= Dan Peterman =

American artist

Dan Peterman is an internationally known artist who is recognized for his work with ecologically themed installation art. Additionally, he is employed as associate professor of art at the University of Illinois, Chicago.

==Work==
Peterman's work is an example of adaptive reuse though he was practicing it long before it had an official title. Peterman takes existing objects and manipulates them to show their original purpose while exposing the possibility for newness. His work explores the "intersection of art and ecology" and he "embraces a wide variety of formal and situational strategies, and employs a range of materials including recycled plastic and metals, as well as organic and post-consumer waste."

Though Peterman usually exhibits his work in museums and at art galleries, he is known for displaying his art for the general public. The most known example is his running table, a 100-foot-long picnic table located in Chicago's Millennium Park. The table "considers issues around consumption and recycling" and is "made from the equivalent of two million recycled milk bottles." Another of Peterman's works, an 80' x 80' dance floor often used by the City of Chicago for summer events, is located just a few blocks away in Grant Park.

§ GIVEN EXERCISE
Can you rewrite the stretch of the Dan Peterman article from "American artist" through "of Illinois, Chicago.", changing "ecologically themed" to "environmentally focused"?

§ DATA EXCERPTS
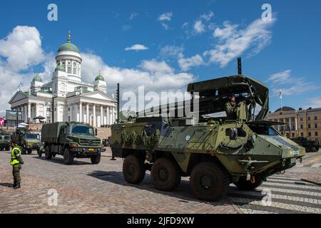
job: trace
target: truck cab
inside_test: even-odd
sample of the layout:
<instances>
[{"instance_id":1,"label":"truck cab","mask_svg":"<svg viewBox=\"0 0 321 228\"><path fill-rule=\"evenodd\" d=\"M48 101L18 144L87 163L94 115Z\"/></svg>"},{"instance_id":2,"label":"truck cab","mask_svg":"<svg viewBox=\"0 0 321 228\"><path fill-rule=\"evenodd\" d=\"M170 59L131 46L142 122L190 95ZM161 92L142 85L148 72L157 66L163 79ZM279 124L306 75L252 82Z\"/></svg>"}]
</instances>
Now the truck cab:
<instances>
[{"instance_id":1,"label":"truck cab","mask_svg":"<svg viewBox=\"0 0 321 228\"><path fill-rule=\"evenodd\" d=\"M73 163L73 158L90 158L93 164L101 160L101 140L91 125L76 122L59 122L46 124L41 130L46 158L56 155L63 156L66 164Z\"/></svg>"}]
</instances>

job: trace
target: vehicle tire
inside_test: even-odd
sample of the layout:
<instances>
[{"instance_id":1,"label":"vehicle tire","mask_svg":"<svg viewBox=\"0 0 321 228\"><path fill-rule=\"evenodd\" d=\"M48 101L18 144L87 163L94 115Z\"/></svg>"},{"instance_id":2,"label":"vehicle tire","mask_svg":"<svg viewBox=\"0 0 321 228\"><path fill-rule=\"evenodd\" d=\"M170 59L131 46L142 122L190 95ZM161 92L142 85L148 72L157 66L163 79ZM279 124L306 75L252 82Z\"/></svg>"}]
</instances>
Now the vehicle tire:
<instances>
[{"instance_id":1,"label":"vehicle tire","mask_svg":"<svg viewBox=\"0 0 321 228\"><path fill-rule=\"evenodd\" d=\"M50 150L50 147L49 145L46 146L45 157L46 160L51 160L52 158L51 150Z\"/></svg>"},{"instance_id":2,"label":"vehicle tire","mask_svg":"<svg viewBox=\"0 0 321 228\"><path fill-rule=\"evenodd\" d=\"M190 183L198 199L216 201L226 194L230 186L230 176L219 165L210 162L200 162L193 169Z\"/></svg>"},{"instance_id":3,"label":"vehicle tire","mask_svg":"<svg viewBox=\"0 0 321 228\"><path fill-rule=\"evenodd\" d=\"M123 175L130 184L139 184L145 177L144 160L136 156L128 155L123 163Z\"/></svg>"},{"instance_id":4,"label":"vehicle tire","mask_svg":"<svg viewBox=\"0 0 321 228\"><path fill-rule=\"evenodd\" d=\"M91 157L91 163L93 164L99 164L99 162L101 162L101 153L96 155L93 155Z\"/></svg>"},{"instance_id":5,"label":"vehicle tire","mask_svg":"<svg viewBox=\"0 0 321 228\"><path fill-rule=\"evenodd\" d=\"M171 191L180 182L180 170L175 161L160 157L151 167L151 177L155 187L162 191Z\"/></svg>"},{"instance_id":6,"label":"vehicle tire","mask_svg":"<svg viewBox=\"0 0 321 228\"><path fill-rule=\"evenodd\" d=\"M252 183L250 180L246 180L246 177L240 177L239 180L237 182L235 182L234 185L235 185L236 187L241 190L252 191L261 185L263 182L263 180L261 176L256 175L255 180L255 182Z\"/></svg>"},{"instance_id":7,"label":"vehicle tire","mask_svg":"<svg viewBox=\"0 0 321 228\"><path fill-rule=\"evenodd\" d=\"M63 150L63 160L66 165L71 165L73 162L73 152L67 147Z\"/></svg>"}]
</instances>

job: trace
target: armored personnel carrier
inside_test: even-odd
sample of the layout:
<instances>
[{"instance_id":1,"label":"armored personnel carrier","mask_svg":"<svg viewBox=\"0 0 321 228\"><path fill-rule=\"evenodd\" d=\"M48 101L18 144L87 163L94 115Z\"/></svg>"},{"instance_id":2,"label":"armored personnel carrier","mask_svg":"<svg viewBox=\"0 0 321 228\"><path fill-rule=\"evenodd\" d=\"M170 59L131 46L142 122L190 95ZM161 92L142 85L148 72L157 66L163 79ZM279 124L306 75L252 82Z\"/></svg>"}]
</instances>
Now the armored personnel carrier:
<instances>
[{"instance_id":1,"label":"armored personnel carrier","mask_svg":"<svg viewBox=\"0 0 321 228\"><path fill-rule=\"evenodd\" d=\"M305 149L273 128L278 123L263 120L269 90L260 81L240 74L190 83L188 91L190 102L153 110L164 113L167 109L167 113L173 111L171 106L176 113L190 103L197 111L183 118L148 117L151 113L144 111L144 117L130 115L111 126L112 153L124 158L123 174L128 182L138 184L151 170L153 185L170 191L181 177L189 176L197 198L215 201L231 182L251 190L302 161ZM235 118L218 116L231 93L238 104ZM196 117L198 121L194 121Z\"/></svg>"}]
</instances>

§ SOLVED EXERCISE
American artist

Dan Peterman is an internationally known artist who is recognized for his work with environmentally focused installation art. Additionally, he is employed as associate professor of art at the University of Illinois, Chicago.